SET OF TASKS =>
A – Rewrite the part of the article on Mexican American professionals starting with "Mexican American professionals have" and going on through "under a license.", putting "labor force" in place of "workforce".
B – What two things must individuals of this group do to be considered professionals, according to the article on Mexican American professionals?
─── ARTICLE ───
= Mexican American professionals =

Mexican American professionals have entered the workforce in growing numbers in the past several years. To be considered “professionals,” individuals of this group must attain a professional degree and operate under a license.

According to the US Census Bureau, a Mexican American is defined as an individual who can self-identify as Hispanic or Latino as part of their heritage, nationality group, lineage, country of birth, or ancestors’ country of birth. The US Census Bureau states that any individual of any race may identify themselves as of Hispanic, Latino, or Spanish origin. Thus, many individuals of Mexican American status live in each of the fifty states.

== Stereotypes ==
Current stereotypes portray Mexican Americans as professionals only in the fields of wrestling, boxing, and other sports-related careers. Studies have indicated that more Mexican Americans are attaining higher education degrees in the fields of science, health care, educational services, and social assistance. Between 2008 and 2009, Mexican Americans made up an .8% increase in educational, health care, and social assistance professional degrees acquired.
─── DATA EXTRACT ───
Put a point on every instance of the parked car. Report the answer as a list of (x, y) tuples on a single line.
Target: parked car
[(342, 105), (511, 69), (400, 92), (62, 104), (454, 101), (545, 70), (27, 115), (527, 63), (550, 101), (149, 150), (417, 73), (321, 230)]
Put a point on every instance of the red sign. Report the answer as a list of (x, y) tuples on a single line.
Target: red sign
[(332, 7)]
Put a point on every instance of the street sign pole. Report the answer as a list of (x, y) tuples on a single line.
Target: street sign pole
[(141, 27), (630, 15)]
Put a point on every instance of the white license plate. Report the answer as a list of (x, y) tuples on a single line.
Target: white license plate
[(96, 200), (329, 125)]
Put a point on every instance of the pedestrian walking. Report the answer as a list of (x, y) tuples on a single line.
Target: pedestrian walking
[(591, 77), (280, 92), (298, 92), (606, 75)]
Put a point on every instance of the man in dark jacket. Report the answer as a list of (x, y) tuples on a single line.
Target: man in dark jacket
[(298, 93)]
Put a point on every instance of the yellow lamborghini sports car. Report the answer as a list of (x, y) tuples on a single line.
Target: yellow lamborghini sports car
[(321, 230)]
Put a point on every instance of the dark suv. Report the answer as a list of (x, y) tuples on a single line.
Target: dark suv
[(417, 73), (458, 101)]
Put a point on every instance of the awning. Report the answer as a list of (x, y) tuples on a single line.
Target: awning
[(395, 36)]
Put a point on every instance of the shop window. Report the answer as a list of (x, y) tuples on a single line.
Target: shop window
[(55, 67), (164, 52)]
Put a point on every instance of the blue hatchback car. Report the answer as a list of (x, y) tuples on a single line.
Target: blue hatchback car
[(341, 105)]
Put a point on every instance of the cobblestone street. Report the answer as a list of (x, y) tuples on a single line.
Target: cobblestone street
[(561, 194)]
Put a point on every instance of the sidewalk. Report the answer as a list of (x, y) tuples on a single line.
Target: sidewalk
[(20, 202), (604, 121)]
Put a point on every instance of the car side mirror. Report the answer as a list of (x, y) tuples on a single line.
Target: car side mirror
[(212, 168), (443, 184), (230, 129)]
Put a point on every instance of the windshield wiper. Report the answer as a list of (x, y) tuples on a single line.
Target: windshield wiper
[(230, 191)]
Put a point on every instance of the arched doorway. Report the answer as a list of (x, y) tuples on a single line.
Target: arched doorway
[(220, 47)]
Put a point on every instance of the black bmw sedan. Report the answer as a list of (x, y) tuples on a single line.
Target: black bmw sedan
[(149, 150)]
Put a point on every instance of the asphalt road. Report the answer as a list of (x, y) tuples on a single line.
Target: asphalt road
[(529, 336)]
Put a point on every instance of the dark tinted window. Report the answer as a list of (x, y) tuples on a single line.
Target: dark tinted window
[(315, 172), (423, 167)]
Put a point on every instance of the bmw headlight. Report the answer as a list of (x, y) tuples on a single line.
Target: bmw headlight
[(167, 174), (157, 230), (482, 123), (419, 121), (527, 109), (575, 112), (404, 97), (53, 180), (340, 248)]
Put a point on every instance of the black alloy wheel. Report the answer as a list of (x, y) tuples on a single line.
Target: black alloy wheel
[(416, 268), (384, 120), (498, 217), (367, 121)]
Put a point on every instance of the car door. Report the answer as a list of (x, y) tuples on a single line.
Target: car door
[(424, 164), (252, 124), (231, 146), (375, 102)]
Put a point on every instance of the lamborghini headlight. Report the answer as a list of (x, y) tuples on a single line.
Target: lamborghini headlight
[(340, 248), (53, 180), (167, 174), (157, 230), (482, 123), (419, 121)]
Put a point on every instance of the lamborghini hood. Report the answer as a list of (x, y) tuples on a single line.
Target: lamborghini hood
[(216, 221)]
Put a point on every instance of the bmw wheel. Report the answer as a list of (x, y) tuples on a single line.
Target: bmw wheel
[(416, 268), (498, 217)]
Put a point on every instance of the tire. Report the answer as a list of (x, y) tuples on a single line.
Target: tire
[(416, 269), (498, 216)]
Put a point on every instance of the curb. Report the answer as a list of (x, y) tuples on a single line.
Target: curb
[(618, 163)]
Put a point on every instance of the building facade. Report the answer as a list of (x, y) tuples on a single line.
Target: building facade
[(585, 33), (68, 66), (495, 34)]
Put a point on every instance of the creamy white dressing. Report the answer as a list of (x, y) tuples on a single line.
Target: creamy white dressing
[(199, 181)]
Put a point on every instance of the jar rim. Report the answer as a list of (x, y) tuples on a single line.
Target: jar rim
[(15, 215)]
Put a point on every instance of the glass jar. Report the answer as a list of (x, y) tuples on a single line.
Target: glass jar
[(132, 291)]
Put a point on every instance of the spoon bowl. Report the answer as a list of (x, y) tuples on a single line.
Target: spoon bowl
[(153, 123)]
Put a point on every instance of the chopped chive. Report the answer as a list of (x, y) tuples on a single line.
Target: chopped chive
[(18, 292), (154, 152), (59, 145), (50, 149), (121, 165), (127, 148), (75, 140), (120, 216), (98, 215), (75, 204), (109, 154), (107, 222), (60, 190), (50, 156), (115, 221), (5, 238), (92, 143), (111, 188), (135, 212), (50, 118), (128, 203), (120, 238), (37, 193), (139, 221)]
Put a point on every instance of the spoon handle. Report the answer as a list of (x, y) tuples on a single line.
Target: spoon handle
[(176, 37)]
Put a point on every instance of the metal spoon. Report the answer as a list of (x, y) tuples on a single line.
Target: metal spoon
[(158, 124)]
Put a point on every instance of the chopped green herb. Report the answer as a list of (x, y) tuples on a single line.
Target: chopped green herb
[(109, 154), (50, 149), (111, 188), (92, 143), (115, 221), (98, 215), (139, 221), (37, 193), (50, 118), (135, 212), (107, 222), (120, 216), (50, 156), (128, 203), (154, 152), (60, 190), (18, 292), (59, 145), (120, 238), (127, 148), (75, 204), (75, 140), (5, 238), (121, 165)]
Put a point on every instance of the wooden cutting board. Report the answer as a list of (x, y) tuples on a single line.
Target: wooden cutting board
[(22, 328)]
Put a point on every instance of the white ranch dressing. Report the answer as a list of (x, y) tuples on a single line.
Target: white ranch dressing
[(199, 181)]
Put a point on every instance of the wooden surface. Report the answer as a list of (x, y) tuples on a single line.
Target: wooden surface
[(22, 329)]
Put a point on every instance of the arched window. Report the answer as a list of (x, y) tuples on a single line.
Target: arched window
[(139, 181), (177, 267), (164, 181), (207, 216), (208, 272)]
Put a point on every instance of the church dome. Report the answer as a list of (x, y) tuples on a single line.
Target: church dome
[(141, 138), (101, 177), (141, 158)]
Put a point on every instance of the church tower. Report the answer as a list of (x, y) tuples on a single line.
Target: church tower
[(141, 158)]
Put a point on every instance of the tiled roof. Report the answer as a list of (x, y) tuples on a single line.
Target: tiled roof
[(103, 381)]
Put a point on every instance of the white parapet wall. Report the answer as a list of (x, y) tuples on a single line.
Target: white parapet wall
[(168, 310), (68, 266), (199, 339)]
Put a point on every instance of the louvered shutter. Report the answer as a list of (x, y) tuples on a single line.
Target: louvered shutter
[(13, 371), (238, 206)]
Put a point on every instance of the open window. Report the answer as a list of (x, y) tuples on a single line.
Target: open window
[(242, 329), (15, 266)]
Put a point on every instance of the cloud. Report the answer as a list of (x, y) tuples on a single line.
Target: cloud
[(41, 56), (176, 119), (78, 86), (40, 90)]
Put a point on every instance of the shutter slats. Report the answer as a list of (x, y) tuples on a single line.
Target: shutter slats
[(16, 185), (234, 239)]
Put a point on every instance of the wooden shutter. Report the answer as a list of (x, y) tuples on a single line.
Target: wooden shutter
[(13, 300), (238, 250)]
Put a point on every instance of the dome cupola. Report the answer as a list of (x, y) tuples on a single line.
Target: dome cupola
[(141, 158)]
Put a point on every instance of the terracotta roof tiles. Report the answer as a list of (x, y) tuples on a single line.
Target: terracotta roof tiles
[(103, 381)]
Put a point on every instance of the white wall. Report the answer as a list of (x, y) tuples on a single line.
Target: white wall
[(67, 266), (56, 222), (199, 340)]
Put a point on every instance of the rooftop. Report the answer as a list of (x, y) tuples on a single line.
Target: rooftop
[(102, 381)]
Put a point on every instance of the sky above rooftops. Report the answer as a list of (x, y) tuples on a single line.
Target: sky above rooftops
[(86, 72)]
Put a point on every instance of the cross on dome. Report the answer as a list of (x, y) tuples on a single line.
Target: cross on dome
───
SOLUTIONS TO THE TASKS =>
A –
Mexican American professionals have entered the labor force in growing numbers in the past several years. To be considered “professionals,” individuals of this group must attain a professional degree and operate under a license.

B – They must attain a professional degree and operate under a license.